(Pointing dataset records)
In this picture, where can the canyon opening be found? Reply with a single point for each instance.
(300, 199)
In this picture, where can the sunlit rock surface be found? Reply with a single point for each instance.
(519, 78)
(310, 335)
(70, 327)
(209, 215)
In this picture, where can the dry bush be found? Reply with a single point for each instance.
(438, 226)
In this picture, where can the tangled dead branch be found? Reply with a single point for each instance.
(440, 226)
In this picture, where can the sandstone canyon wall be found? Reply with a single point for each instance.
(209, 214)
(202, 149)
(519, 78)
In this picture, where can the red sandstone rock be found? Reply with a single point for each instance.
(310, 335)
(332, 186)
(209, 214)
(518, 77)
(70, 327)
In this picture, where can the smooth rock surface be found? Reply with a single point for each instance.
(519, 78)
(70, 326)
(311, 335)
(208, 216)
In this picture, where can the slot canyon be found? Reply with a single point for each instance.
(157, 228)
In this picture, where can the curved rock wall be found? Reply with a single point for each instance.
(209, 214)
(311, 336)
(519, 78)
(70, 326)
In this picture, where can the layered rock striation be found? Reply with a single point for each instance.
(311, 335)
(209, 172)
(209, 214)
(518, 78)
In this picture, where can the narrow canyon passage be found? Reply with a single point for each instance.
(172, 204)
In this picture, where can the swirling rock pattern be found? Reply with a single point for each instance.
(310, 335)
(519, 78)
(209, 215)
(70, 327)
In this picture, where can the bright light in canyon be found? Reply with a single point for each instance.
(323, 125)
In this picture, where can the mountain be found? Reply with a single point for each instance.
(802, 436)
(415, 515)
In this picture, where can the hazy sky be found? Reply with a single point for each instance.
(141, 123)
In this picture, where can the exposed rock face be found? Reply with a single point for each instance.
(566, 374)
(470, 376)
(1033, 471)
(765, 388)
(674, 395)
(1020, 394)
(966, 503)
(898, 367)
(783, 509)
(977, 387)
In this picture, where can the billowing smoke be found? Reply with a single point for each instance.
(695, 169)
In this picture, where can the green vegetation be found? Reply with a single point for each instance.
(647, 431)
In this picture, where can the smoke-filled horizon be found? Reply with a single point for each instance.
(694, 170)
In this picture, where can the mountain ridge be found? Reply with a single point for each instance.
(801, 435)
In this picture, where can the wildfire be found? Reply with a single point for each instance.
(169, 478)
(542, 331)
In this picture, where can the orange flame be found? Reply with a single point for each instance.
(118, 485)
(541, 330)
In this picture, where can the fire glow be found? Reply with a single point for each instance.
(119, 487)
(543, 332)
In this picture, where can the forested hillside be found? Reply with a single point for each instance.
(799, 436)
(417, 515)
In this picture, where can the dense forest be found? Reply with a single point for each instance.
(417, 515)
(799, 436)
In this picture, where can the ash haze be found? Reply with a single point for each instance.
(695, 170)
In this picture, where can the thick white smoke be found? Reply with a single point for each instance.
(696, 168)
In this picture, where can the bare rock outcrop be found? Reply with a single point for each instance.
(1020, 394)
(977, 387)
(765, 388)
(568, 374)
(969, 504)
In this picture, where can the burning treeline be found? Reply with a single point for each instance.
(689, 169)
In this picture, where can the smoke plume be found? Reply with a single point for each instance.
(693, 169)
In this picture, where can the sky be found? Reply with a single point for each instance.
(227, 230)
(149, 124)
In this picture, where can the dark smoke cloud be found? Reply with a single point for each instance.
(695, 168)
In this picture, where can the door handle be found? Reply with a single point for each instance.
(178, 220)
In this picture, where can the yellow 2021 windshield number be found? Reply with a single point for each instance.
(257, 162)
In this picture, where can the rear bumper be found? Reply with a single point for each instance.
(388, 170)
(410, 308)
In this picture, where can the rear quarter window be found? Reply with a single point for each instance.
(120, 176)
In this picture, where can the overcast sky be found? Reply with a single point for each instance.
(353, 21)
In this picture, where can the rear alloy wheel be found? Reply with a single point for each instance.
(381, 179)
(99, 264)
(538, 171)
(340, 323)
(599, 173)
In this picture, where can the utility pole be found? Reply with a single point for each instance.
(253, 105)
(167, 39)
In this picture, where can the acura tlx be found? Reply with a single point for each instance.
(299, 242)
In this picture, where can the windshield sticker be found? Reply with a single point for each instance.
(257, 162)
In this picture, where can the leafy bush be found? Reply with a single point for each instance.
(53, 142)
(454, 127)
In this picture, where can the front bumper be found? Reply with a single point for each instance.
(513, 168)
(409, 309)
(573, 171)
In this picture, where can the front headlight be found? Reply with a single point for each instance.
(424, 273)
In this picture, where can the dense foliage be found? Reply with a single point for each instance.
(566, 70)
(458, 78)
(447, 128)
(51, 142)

* Problem requirements
Please set down the whole listing above without altering a single line.

* Response to the exercise
In this picture, where can the canyon opening be found? Reply with a single point for each instance.
(300, 199)
In this picture, where can the sunlit rock surface be found? Reply with a single point for each instance.
(519, 78)
(310, 335)
(70, 327)
(209, 215)
In this picture, where can the dry bush be found? Reply with a single point for each instance.
(438, 226)
In this picture, where can the tangled dead branch be found? Reply with a single point for each instance.
(440, 226)
In this picture, where can the sandstone canyon wall be found? Reply with a single point for each instance.
(209, 214)
(202, 149)
(519, 78)
In this picture, where can the red sandstone rock be found? Reply with a single point for each instance.
(310, 335)
(332, 186)
(209, 214)
(518, 77)
(70, 327)
In this picture, where can the smooth rock surface be found? Reply with a single point for each instance.
(519, 78)
(70, 326)
(311, 335)
(208, 216)
In this picture, where can the slot canyon be found? Reply with a single point for each instance.
(157, 228)
In this picture, where can the curved rock wall be found? Reply with a single point for each instance.
(209, 214)
(311, 336)
(519, 78)
(70, 326)
In this picture, where can the layered rock striation be found? Reply with a single point for each instance.
(311, 335)
(209, 172)
(209, 214)
(518, 78)
In this picture, where can the narrow canyon passage be found? Reply with a single point for each instance.
(172, 204)
In this picture, where can the swirling rock pattern be found? Reply with a single point for each instance.
(310, 335)
(519, 78)
(209, 215)
(70, 327)
In this picture, where can the bright light in canyon be found? Reply with a single point for each instance.
(323, 125)
In this picture, where can the mountain be found? Reply with a single point for each instance.
(802, 436)
(415, 515)
In this picture, where can the hazy sky be found? Reply with a single point for each instance.
(141, 123)
In this picture, where can the exposed rock face be found? Reply with a single point for each instance.
(566, 374)
(470, 376)
(1033, 471)
(765, 388)
(674, 395)
(1020, 394)
(966, 503)
(898, 367)
(783, 509)
(977, 387)
In this picture, where can the billowing smoke be found? Reply with a single point for each instance.
(695, 169)
In this picture, where can the green vegetation be found? Reply with a single point for each instance.
(647, 431)
In this picture, where can the smoke-filled horizon be found? Reply with a single point for each instance.
(694, 170)
In this picture, where can the mountain ridge be found? Reply with a single point for each instance.
(801, 435)
In this picture, where can the wildfire be found? Reply with a single point for each instance.
(169, 478)
(542, 331)
In this picture, where can the orange flame be found? Reply with a single point for each instance.
(118, 485)
(541, 330)
In this picture, where can the fire glow be found? Reply with a single point for each instance.
(119, 487)
(543, 332)
In this picture, where can the forested hillside be found? Reply with a single point for each instance.
(799, 436)
(417, 515)
In this picture, where can the dense forest be found? Reply with a single point for each instance.
(417, 515)
(799, 436)
In this picture, where can the ash haze be found? Reply with a single point for each instance.
(695, 170)
In this picture, where can the thick white smoke be found? Reply with a single point for each instance.
(696, 168)
In this picture, where can the bare rock outcrop be found? Reply with a single point for each instance.
(1020, 394)
(977, 387)
(765, 388)
(568, 374)
(969, 504)
In this picture, where can the burning treeline be found? Reply with a single point for each instance.
(689, 169)
In this picture, where can the smoke plume be found? Reply with a single point for each instance.
(693, 169)
In this picture, where can the sky be found? Reply with a single point for each instance.
(227, 230)
(149, 124)
In this picture, where can the dark smoke cloud be found? Reply with a single point for each instance.
(695, 168)
In this picture, where can the door handle be found? Reply with a single point for each instance.
(178, 220)
In this picture, where can the yellow 2021 windshield number be found? Reply with a single point for each instance.
(257, 162)
In this picture, where can the rear bumper be found? Reply with a single point for each instance.
(388, 170)
(410, 308)
In this picture, where can the rear quarter window be found? Reply with a single point for each instance.
(120, 176)
In this picture, where can the overcast sky be found? Reply with a single point for each instance.
(353, 21)
In this picture, where can the rear alloy wheel be found? Reply with a single point for each instance.
(381, 179)
(99, 264)
(538, 171)
(340, 323)
(599, 173)
In this picture, where can the utility pole be found? Reply with a single point for each instance.
(253, 105)
(167, 39)
In this picture, where can the acura tlx be found? Reply with a single point for each instance.
(299, 242)
In this picture, where can the windshield sticker be found? Reply with a single point for each instance.
(257, 162)
In this picture, where can the leafy bush be found? Reply with a single point for each instance.
(53, 142)
(454, 127)
In this picture, where can the front bumper be found? Reply with a single point for each instance.
(513, 168)
(409, 309)
(573, 171)
In this picture, where can the front headlight be found? Reply with a single point for each instance.
(424, 273)
In this picture, where can the dense foliage be found? Reply with a single point for each instance.
(566, 70)
(458, 78)
(447, 128)
(51, 142)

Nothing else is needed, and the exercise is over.